### Tareas planteadas
• A. Responde a estas preguntas sobre el fragmento acerca del dolor de Cristo:
(i) ¿Con qué adjetivo se califica el dolor corporal?
(ii) ¿Qué dos motivos se dan para ese dolor corporal?
(iii) ¿Qué pérdida se nombra en último lugar entre las causas del dolor interno?
• B. Resume en dos oraciones el fragmento sobre el dolor de Cristo.
• C. Reproduce sin cambios todo lo que va en el fragmento sobre el dolor de Cristo desde "Santo Tomás de" hasta "en la cruz.".

Santo Tomás de Aquino, apoyándose en el texto de Isaías que dice “Mirad y ved si hay dolor como mi dolor” (Isaías 1, 12) explica por qué el dolor físico y moral de Cristo ha sido el Mayor de todos los dolores:
1) Por las causas de los dolores: el dolor corporal fue acerbísimo, tanto por la generalidad de sus sufrimientos (según dijimos arriba), como por la muerte en la cruz.
El dolor interno fue intensísimo, pues lo causaban todos los pecados de los hombres, el abandono de sus discípulos, la ruina de los que causaban su muerte y, por último, la pérdida de la vida corporal, que naturalmente es horrible para la vida humana natural.

### Datos extraídos
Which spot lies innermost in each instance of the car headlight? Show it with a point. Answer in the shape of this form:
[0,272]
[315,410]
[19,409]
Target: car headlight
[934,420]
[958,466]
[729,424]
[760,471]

### Respuestas por tarea
• A.
(i) Acerbísimo.
(ii) La generalidad de sus sufrimientos y la muerte en la cruz.
(iii) La pérdida de la vida corporal.

• B. Santo Tomás de Aquino explica, por las causas de los dolores, por qué el dolor físico y moral de Cristo fue el mayor de todos. El dolor corporal fue acerbísimo por la generalidad de sus sufrimientos y por la muerte en la cruz, y el interno fue intensísimo por los pecados de los hombres, el abandono de sus discípulos, la ruina de quienes causaban su muerte y la pérdida de la vida corporal.

• C.
Santo Tomás de Aquino, apoyándose en el texto de Isaías que dice “Mirad y ved si hay dolor como mi dolor” (Isaías 1, 12) explica por qué el dolor físico y moral de Cristo ha sido el Mayor de todos los dolores:
1) Por las causas de los dolores: el dolor corporal fue acerbísimo, tanto por la generalidad de sus sufrimientos (según dijimos arriba), como por la muerte en la cruz.